Revise the soil health passage, beginning with the words "Improving soils would" and ending with "of food produced.", so that "biodiversity" becomes "species diversity".

-- Start EXCERPT --

Investing in the ground beneath our feet could have wide-ranging benefits for the environment, animal and human health – as well as moving closer to net zero, according to research led by the Institute for Global Food Safety (IGFS) at Queen’s University Belfast.
Soil acts as a carbon sink, locking in greenhouse gases (GHG) that would otherwise be released into the atmosphere.
Upgrading UK soils, particularly farmland and degraded peatlands, could radically improve their ability to store carbon.
In fact, improved soil and land management could result in the potential to offset 5-10% of global GHG emissions, the researchers claim.
Improving soils would also create a host of additional benefits including ecosystem services, making it a ‘win-win’, according to the scientists.
Benefits of healthy soils
Spinoff benefits could include improved biodiversity; flood and erosion mitigation; increased crop yields (important in terms of a growing global population); better animal health and welfare; a reduced need for artificial fertilisers and therefore less pollution and enhanced nutritional value of food produced.

-- End EXCERPT --
-- Start DATA EXTRACT --

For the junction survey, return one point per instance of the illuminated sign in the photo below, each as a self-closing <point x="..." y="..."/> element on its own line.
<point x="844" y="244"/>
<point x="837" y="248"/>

-- End DATA EXTRACT --

### COMPLETE OUTPUT
Improving soils would also create a host of additional benefits including ecosystem services, making it a ‘win-win’, according to the scientists.
Benefits of healthy soils
Spinoff benefits could include improved species diversity; flood and erosion mitigation; increased crop yields (important in terms of a growing global population); better animal health and welfare; a reduced need for artificial fertilisers and therefore less pollution and enhanced nutritional value of food produced.